----- MATERIAL FOR THIS EXERCISE -----

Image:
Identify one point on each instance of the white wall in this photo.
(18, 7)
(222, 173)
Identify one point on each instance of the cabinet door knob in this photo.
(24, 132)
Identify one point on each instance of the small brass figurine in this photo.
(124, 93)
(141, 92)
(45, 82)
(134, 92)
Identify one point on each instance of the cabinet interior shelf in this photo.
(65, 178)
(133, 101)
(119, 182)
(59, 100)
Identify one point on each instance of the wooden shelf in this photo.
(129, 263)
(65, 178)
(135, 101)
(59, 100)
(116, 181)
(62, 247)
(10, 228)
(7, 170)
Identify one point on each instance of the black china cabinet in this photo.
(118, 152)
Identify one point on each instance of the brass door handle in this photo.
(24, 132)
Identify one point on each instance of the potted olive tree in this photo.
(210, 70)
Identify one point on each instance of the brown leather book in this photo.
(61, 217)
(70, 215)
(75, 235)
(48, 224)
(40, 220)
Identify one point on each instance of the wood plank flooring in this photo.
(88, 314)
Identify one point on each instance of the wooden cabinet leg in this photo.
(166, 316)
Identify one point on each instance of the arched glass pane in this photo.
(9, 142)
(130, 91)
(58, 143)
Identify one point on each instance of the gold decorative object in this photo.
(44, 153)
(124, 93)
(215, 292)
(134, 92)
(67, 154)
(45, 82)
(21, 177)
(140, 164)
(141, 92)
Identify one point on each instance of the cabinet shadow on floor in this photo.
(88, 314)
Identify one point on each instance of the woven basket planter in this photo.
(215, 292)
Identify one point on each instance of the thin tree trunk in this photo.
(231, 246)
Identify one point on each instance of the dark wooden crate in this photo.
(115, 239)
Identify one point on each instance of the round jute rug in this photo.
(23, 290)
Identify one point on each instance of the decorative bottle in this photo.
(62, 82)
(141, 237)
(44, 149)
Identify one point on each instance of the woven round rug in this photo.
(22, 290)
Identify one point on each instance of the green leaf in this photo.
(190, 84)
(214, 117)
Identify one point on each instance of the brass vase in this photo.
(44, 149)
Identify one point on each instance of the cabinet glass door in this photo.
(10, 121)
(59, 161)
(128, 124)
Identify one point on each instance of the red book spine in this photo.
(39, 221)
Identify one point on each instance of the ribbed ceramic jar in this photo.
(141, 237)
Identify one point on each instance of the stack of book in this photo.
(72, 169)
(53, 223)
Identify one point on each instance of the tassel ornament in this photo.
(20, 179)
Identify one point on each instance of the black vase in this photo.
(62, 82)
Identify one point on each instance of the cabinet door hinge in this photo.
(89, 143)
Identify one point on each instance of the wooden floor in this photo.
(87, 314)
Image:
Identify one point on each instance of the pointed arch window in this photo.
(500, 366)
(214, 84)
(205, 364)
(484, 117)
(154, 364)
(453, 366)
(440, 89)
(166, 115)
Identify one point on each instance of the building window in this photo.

-----

* _GIVEN PROBLEM_
Set down only these lines, exactly: the line containing "Identify one point on each instance of the ribbed" and each line after it, through the end of the listing.

* _FULL RESPONSE_
Identify one point on each instance of the ribbed ceramic jar in this photo.
(141, 237)
Identify one point on each instance of the stack of book in this photo.
(72, 169)
(53, 223)
Identify one point on each instance of the tassel ornament in this photo.
(20, 179)
Identify one point on each instance of the black vase in this photo.
(62, 82)
Identify one point on each instance of the cabinet door hinge in this photo.
(89, 143)
Identify one point on each instance of the wooden floor in this photo.
(87, 314)
Image:
Identify one point on each instance of the pointed arch window in this photo.
(500, 366)
(214, 84)
(205, 364)
(484, 117)
(154, 364)
(453, 366)
(440, 89)
(166, 115)
Identify one point on each instance of the building window in this photo.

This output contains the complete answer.